BREVE ESERCIZIO: Prosegua il testo sul film Yurt e sull'educazione religiosa, riprendendo subito dopo l'ultima frase riportata.

──────── TESTO FORNITO ────────

Un certo pensiero educativo religioso vorrebbe poter forgiare i futuri credenti dando loro degli habitat consoni alla fede. Questa è una convinzione molto radicata nelle tre religioni monoteistiche: scuole, collegi, convitti, ostelli vorrebbero essere i luoghi di formazione del credente. Questo meccanismo di conversione non è automatico, anzi, spesso crea effetti diversi, di rifiuto e allontanamento dalla fede.

Il film Yurt, opera prima di Nehir Tuna, propone questo scenario nel mondo laicizzato turco. Evitando di parlare del tempo attuale, in cui la Turchia fatica ad essere lo stato laico voluto da Ataturk, il regista disegna un affresco del rapporto tra stato e religione sul finire degli anni Novanta. Il luogo scelto è proprio quello della scuola, mettendo a confronto un istituto privato superiore e un dormitorio religioso, lo Yurt.

──────── DATI ARCHIVIATI ────────

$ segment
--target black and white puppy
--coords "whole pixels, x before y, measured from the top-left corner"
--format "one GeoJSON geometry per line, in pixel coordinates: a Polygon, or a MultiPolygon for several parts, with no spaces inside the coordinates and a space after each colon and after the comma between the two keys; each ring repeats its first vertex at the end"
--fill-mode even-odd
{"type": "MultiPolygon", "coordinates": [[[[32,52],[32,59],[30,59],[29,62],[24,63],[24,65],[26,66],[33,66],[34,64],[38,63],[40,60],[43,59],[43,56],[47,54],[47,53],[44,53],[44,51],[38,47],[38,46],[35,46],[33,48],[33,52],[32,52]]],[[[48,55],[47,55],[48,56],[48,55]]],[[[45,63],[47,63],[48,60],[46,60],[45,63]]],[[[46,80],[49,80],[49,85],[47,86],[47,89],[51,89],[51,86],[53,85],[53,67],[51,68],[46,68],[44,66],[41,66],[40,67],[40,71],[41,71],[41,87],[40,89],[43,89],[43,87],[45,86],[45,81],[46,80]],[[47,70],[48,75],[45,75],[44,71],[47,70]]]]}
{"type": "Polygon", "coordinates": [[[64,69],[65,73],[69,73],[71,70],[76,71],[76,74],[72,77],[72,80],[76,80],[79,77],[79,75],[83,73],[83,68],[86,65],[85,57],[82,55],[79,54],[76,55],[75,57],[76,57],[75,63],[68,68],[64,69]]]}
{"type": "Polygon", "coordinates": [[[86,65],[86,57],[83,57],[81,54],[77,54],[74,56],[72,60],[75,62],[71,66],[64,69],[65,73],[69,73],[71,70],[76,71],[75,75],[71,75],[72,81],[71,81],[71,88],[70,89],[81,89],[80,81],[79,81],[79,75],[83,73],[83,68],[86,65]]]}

────────

ESITO DEL COMPITO:
Nel 1997 le tensioni tra turchi religiosi e laici raggiungono momenti critici. Il quattordicenne Ahmet studia in una prestigiosa scuola privata laica in città. Viene mandato da suo padre, recentemente entrato in una confraternita islamista, a risiedere in un dormitorio religioso, per imparare i valori musulmani. Ahmet, proveniente da una famiglia benestante e laica, trova difficoltà ad integrarsi con i ragazzi turbolenti dello Yurt, di estrazione popolare. La recente conversione del padre pesa nelle relazioni con la madre e guasta i rapporti in famiglia. Il protagonista, prigioniero del dormitorio, per sopravvivere nel mondo esterno tiene nascosta ai compagni di scuola la sua residenza, fingendo di abitare altrove. Nel convitto lega con Hakan, un ragazzino smaliziato e indigente che sa come muoversi nel sistema dello yurt, e il loro rapporto, a tratti conflittuale, si trasforma in una forte amicizia. Quando a scuola una ragazza di buona famiglia corrisponde le sue attenzioni, le due realtà non possono più convivere. Lo yurt è soggetto a perquisizioni anti-arabe, e laici e religiosi si scontrano di fronte al convitto generando una situazione difficile da gestire.

Il regista, ispirandosi al proprio vissuto personale, vorrebbe trasmettere allo spettatore l’isolamento, la noia e la pressione che Ahmet deve affrontare nel tentativo di soddisfare le aspettative della sua famiglia e il suo bisogno di appartenenza, questo prima e oltre la questione della laicità dello stato.

Il film è un’espansione narrativa di Ayakkabi, cortometraggio diretto dal regista turco nel 2018, dove viene narrato un episodio legato alla dura disciplina islamica, in relazione alla punizione esemplare da comminare per un paio di scarpe scomparse. Tuna lo riprende interamente e lo inserisce come digressione all’interno di un racconto di formazione molto più complesso. La scelta del bianco e nero dona lirismo alla prima parte della pellicola, rimarcando quello spazio del ricordo che è la vita nel dormitorio, quando poi si aprono orizzonti diversi, il film diventa a colori e l’effetto ottenuto sui corpi dei protagonisti e sui luoghi narrati è dirompente.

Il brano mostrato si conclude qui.